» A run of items
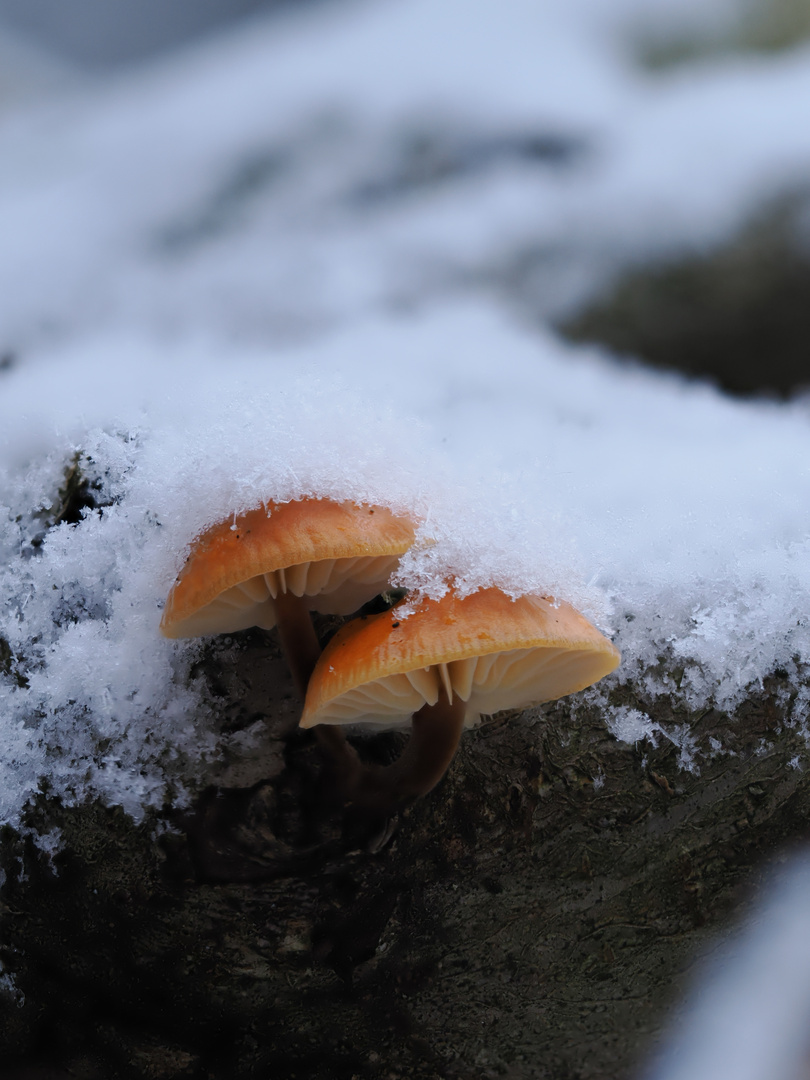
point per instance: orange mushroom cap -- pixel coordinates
(487, 649)
(337, 554)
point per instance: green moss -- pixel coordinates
(766, 26)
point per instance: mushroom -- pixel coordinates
(274, 565)
(444, 664)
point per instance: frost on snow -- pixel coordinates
(265, 270)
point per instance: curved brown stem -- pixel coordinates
(302, 650)
(434, 738)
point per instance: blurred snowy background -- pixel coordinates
(329, 248)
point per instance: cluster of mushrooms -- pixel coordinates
(439, 665)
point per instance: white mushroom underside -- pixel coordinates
(488, 684)
(335, 586)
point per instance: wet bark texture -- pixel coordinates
(532, 917)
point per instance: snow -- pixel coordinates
(265, 268)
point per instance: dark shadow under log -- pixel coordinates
(534, 916)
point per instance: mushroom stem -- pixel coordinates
(302, 649)
(434, 738)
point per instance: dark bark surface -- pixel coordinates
(532, 917)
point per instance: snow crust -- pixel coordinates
(747, 1020)
(225, 281)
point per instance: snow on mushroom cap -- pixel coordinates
(339, 554)
(490, 650)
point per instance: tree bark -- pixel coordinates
(532, 917)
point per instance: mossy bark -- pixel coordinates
(532, 917)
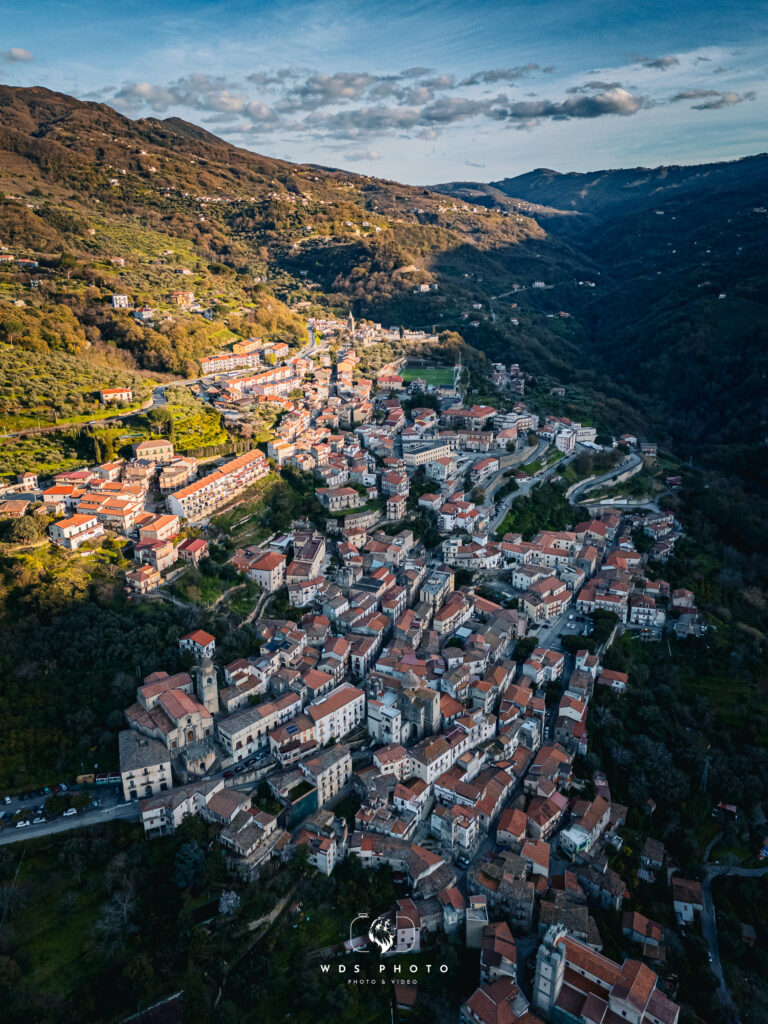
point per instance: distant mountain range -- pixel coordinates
(675, 328)
(680, 309)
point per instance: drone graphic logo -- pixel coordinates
(381, 935)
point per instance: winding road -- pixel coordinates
(128, 812)
(629, 464)
(709, 923)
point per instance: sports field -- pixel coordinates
(432, 375)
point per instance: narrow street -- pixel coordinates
(709, 922)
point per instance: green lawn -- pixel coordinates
(432, 375)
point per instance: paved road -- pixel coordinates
(709, 922)
(579, 493)
(127, 812)
(525, 486)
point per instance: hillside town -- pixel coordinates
(397, 682)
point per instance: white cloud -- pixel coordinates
(358, 155)
(15, 54)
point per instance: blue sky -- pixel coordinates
(421, 92)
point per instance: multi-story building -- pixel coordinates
(159, 451)
(246, 731)
(202, 498)
(328, 771)
(144, 765)
(573, 982)
(76, 530)
(338, 713)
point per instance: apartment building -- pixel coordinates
(77, 529)
(328, 771)
(203, 498)
(246, 731)
(338, 713)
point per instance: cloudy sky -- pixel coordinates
(418, 91)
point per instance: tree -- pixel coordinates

» Directions
Copy out the part that opens with the line containing "point per instance: distant" and runs through the end of the items, keeping every line, including the lines that ask for points. In the answers, multiply each pixel coordinate by 0.35 and round it to a whole number, with halves rounded up.

» Exercise output
point per instance: distant mountain range -- pixel coordinates
(236, 115)
(238, 108)
point per instance: drone graphic logo -- pixel coordinates
(133, 327)
point per instance: winding road -- pixel coordinates
(45, 284)
(220, 162)
(248, 323)
point per instance: sports field -- pixel coordinates
(151, 131)
point per instance: narrow street -- pixel coordinates
(248, 323)
point per instance: green lawn -- pixel coordinates
(151, 131)
point per instance: paved road -- pixel coordinates
(248, 323)
(203, 173)
(44, 284)
(184, 170)
point per instance: hillside town -- pixel coordinates
(139, 239)
point per instance: white cloud -- pixel coordinates
(125, 54)
(5, 19)
point per instance: blue sky -- pixel coordinates
(147, 32)
point per instance: multi-story building -- pixel coordinates
(56, 158)
(86, 256)
(71, 174)
(115, 270)
(50, 268)
(201, 344)
(27, 186)
(118, 250)
point per instance: apartment building -- pixel coordinates
(27, 185)
(115, 270)
(71, 174)
(86, 256)
(118, 250)
point per instance: cloudy sky -- pixel coordinates
(146, 32)
point per instance: tree -- pixel coordinates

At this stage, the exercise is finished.